─── Passage shown ───
The Auracana is currently the only little one laying but she produces the most beautiful tiny green eggs.
We lost one of the original Orpingtons to a respiratory wheeze and one of the new baby chicks went stir crazy when the snow arrived and forced her way outside in a snowstorm (poor thing-through the latched side flap).
These are pets and we don't intend to eat them. Hens lay eggs for about 1-2 years or more but they live for about 10 years.
We have 3 black sex links, 1 Buff Orpington, 1 Auracauna - sometimes called the Easter Egger or EE (lays blue/green eggs!), and one Rhode Island Red
Lessons/tips:
Let them acclimate to cold weather, don't use the heat lamps too much. They don't like to be too warm and if you have a power outtage then you'll quickly have hensicles.
Alternately, they will cool off in the summer by flapping in the pine shavings or you can give them a wading pool of sand to "splash" in.
Compost the shavings for a great garden fertilizer. Once per year shovel out all of their shavings and replace it with new. Pine shavings preferably, not cedar as it can be damaging to them.

These eggs are more nutritional and have half of the cholesterol of store bought eggs. Backyard eggs have approximately twenty-five percent more vitamin E, seventy-five percent more beta carotene, and as much as twenty times the amount of Omega-3 fatty acids as do factory farmed eggs. Even the yolks are a super bright yellow. Store eggs can be 2 months old or worse.
Be careful of your zoning, most suburban areas do not allow roosters. Get sexed chicks or 3 month old pullets so you know that you are getting females. If you want to hatch your own eggs then have a plan for getting rid of the roos. We live in a rural area zoned agricultural but we still have lots of neighbors and the roo noise would have been pretty annoying.
The hardest thing about them is the infighting to determine the pecking order. Our littlest hen gets her butt pecked so much by the others that she has a permanently bare red posterior. And chickens are compelled to peck the color red so it's a vicious circle. Hubby calls her Red Butt. They can be brutal to each other; scratches, cuts, bullying, fighting. Just keep an eye on them but don't interfere too much. If you are introducing new birds to an established flock, please do some research because it's a difficult thing to do.
───
■ **Problem**
Can you retype the backyard hens passage word for word, starting with "These are pets" and going on through "damaging to them."?
─── Extracted data ───
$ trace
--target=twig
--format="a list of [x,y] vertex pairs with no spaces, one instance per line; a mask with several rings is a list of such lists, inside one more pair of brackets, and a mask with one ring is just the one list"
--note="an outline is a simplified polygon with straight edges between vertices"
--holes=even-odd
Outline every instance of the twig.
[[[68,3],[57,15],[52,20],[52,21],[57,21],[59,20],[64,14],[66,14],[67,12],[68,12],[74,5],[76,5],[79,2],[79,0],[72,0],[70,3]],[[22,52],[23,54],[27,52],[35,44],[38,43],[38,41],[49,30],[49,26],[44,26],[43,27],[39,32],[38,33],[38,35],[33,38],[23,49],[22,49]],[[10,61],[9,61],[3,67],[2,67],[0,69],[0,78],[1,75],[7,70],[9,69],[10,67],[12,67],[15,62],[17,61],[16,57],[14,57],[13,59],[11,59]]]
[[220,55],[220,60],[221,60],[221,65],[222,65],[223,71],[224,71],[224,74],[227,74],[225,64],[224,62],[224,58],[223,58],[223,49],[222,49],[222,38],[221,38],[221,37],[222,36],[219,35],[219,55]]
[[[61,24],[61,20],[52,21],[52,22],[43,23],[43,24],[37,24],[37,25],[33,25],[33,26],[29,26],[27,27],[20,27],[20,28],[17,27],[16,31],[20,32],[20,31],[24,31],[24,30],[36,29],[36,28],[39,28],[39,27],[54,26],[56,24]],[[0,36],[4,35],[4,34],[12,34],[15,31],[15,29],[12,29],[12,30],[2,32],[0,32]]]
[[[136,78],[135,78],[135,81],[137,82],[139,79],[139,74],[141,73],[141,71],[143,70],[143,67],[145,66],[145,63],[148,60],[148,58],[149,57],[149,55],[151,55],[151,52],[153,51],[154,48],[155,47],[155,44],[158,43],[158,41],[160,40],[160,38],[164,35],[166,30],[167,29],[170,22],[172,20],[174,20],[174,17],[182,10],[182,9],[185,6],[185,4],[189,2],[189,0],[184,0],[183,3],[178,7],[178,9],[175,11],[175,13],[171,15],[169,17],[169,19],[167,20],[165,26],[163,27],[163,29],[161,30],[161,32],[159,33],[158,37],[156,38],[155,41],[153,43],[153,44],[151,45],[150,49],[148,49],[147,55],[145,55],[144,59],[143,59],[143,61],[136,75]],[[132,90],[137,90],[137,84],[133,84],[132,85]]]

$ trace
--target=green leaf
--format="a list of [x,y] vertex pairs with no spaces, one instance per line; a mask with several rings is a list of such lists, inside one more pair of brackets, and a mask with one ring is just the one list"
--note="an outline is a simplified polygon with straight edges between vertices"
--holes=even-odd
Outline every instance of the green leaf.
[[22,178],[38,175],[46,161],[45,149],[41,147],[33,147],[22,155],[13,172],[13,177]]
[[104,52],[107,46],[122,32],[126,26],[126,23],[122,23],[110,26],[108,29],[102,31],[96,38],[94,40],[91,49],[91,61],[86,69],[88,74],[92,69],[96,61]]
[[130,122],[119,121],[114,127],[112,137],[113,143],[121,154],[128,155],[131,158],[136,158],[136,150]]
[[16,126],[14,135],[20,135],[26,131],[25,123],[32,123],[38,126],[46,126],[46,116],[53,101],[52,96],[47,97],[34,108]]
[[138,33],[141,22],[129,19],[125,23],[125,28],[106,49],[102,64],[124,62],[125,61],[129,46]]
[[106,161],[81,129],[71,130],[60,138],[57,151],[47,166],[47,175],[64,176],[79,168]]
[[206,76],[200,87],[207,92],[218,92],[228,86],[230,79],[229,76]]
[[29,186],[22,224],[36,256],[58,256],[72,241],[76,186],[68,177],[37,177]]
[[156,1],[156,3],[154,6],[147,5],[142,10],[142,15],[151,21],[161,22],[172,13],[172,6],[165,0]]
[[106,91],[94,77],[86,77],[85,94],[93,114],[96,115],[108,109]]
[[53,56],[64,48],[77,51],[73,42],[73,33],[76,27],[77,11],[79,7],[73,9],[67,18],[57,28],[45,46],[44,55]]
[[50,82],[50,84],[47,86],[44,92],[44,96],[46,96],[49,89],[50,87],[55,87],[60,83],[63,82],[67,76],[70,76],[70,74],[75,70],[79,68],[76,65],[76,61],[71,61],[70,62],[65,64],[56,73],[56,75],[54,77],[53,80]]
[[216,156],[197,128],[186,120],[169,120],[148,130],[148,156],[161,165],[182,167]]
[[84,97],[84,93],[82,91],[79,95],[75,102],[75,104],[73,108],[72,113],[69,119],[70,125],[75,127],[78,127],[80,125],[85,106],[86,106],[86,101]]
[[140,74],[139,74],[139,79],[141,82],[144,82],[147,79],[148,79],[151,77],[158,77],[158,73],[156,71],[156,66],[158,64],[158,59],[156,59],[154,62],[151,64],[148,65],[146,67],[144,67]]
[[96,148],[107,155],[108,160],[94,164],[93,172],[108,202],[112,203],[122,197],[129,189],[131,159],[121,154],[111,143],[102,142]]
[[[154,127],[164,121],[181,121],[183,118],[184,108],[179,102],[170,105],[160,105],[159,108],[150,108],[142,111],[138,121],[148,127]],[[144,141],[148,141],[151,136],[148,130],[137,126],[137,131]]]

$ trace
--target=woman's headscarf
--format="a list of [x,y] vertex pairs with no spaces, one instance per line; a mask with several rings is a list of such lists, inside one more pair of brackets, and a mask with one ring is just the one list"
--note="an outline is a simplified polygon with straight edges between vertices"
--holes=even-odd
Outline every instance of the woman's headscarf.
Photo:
───
■ **Solution to the exercise**
These are pets and we don't intend to eat them. Hens lay eggs for about 1-2 years or more but they live for about 10 years.
We have 3 black sex links, 1 Buff Orpington, 1 Auracauna - sometimes called the Easter Egger or EE (lays blue/green eggs!), and one Rhode Island Red
Lessons/tips:
Let them acclimate to cold weather, don't use the heat lamps too much. They don't like to be too warm and if you have a power outtage then you'll quickly have hensicles.
Alternately, they will cool off in the summer by flapping in the pine shavings or you can give them a wading pool of sand to "splash" in.
Compost the shavings for a great garden fertilizer. Once per year shovel out all of their shavings and replace it with new. Pine shavings preferably, not cedar as it can be damaging to them.